- [Teks Bacaan]
——————————
KALIMANTAN TIMUR, MENARA62.COM-Setiap ada ruh terlepas, dan itu pemilik ilmu (ulama), hati ini merasa resah. Apakah ini tanda bahwa cahaya Allah, sedang proses dicabut dari alam semesta? Dan kami semua akan berfatwa pada orang-orang bodoh, atau orang pintar namun terpesona gebyar dunia.
Baru dua hari yang lalu ber-whatshap dipagi hari dengan salah seorang dosen di Kampus terbesar di Kalimantan Timur, “Pingin sekali anak-anak saya ada yang hafidz Quran dan syukur bisa seperti Ustadz Adi Hidayat”. Saya membalas, “Tiba-tiba saya rindu di rumah yang tiap hari ada suara bacaan Quran dari maghrib hingga subuh”.
——————————
- [Isi Kumpulan Data]

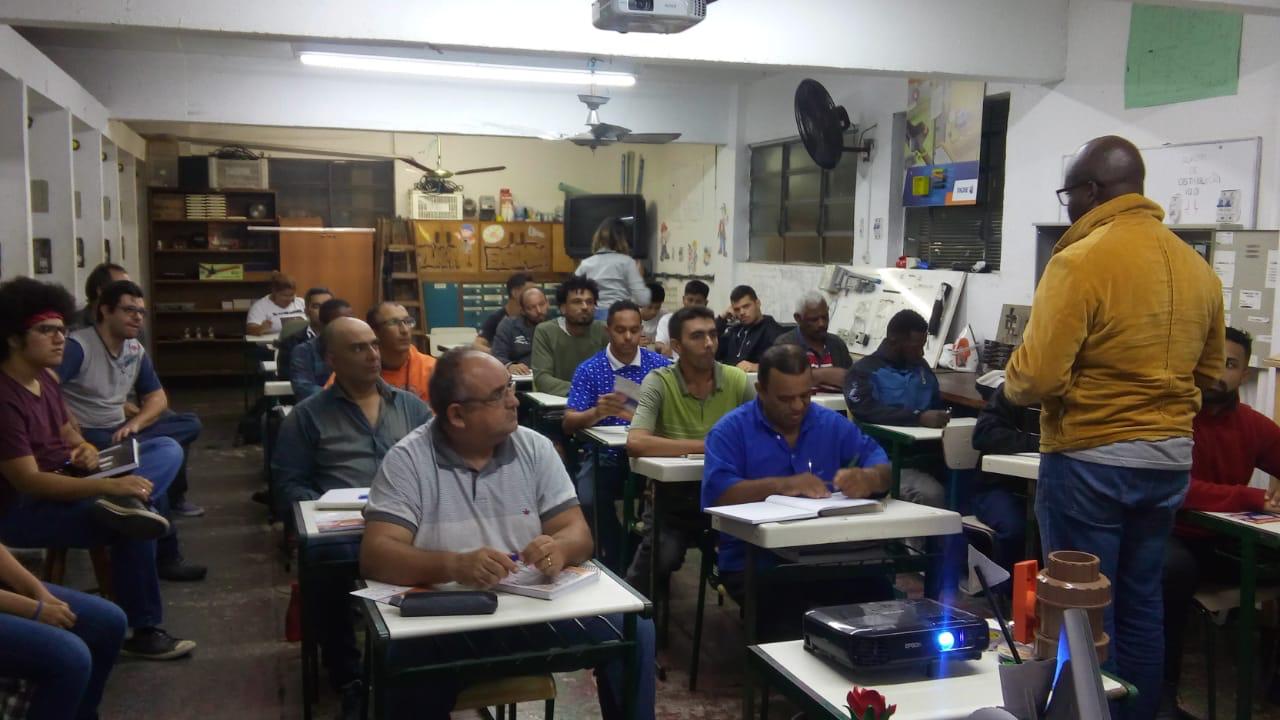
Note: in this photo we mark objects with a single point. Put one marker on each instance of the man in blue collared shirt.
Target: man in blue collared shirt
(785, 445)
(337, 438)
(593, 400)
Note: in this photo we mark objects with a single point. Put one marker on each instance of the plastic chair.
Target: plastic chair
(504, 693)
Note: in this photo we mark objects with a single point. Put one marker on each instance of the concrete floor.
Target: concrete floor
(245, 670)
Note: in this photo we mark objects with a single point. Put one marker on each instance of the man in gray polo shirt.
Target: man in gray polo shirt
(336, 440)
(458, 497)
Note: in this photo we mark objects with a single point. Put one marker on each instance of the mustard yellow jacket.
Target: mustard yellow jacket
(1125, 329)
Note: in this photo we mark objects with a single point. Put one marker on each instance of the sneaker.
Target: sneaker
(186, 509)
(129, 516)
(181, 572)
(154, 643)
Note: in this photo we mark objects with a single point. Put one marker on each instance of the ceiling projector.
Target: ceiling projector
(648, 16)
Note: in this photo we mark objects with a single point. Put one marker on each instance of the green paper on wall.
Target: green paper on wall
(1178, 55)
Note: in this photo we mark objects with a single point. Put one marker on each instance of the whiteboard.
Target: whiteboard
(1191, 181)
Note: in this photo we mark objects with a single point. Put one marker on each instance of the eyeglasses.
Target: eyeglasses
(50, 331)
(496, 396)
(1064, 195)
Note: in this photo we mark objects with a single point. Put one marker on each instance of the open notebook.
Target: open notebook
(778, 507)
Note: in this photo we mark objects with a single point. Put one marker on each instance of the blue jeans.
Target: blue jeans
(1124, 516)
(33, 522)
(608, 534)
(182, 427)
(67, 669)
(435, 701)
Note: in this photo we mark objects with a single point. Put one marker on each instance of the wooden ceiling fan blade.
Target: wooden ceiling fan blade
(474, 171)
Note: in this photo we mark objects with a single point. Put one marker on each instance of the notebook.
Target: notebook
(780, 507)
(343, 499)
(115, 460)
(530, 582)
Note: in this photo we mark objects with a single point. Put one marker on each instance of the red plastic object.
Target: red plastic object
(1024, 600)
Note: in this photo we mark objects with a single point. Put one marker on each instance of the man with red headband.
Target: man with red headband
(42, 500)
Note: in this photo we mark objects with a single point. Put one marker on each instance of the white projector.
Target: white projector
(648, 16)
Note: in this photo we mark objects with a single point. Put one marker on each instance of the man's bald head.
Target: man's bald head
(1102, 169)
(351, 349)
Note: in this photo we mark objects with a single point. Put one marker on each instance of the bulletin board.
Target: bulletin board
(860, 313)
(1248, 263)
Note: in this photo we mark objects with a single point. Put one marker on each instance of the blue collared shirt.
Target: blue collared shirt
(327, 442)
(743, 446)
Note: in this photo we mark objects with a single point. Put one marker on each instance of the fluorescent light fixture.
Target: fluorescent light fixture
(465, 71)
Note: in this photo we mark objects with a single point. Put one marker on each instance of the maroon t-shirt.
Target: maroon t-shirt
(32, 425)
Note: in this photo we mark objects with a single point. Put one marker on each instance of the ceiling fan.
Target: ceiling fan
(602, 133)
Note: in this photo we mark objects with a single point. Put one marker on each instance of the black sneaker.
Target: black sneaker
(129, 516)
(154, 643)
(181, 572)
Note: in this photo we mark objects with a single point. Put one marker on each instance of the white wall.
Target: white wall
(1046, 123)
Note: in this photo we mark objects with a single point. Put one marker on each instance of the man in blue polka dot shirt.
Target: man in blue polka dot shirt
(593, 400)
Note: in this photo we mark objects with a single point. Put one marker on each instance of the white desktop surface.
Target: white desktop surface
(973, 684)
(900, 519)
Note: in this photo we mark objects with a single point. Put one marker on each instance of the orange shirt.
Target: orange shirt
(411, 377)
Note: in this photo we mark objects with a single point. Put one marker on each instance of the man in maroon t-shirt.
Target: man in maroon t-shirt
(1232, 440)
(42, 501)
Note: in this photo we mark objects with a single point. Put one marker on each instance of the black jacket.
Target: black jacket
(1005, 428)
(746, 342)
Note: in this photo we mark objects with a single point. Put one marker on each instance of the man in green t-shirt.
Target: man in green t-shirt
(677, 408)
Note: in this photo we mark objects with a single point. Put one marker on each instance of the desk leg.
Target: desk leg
——————————
- [Permintaan Tertulis] Lanjutkan teks bacaan tentang keresahan atas wafatnya ulama, mulai setelah kalimat terakhirnya. Daftar tersebut merupakan bahan yang berdiri sendiri.

- [Jawaban Tugas]
Sebuah percakapan via media sosial yang tidak berlanjut, namun tentu kami saling mendoakan semoga terwujud.
Hari ini Kamis (14/1) kita kembali mengalirkan airmata kesedihan, Ulama yang demikian teduh dengan gerakan seruan membumikan Al Quran meninggal dunia. Ya, Syaich Ali Saleh Mohammed Ali Jaber pukul 08.38 WIB dipanggil kekasih yang dirindukannya, Allah SWT.
Kita tentu demikian sangat kehilangan, ada kesedihan yang luarbiasa namun jika sudah waktunya, manusia hanya menjalankan taqdir apa yang telah menjadi ketetapanNya. ” …Maka apabila ajalnya tiba, mereka tidak bisa meminta penundaan maupun percepatan sedetik (sesaat) pun. Al ‘Araf: 34 “
Inna lillahi wa inna ilaihi rooji’un. Allahumma ajurnii fii mushibatii wa akhlif lii khoiron minhaa, “Segala sesuatu adalah milik Allah dan akan kembali pada-Nya. Ya Allah, berilah ganjaran terhadap musibah yang menimpaku dan berilah ganti dengan yang lebih baik.”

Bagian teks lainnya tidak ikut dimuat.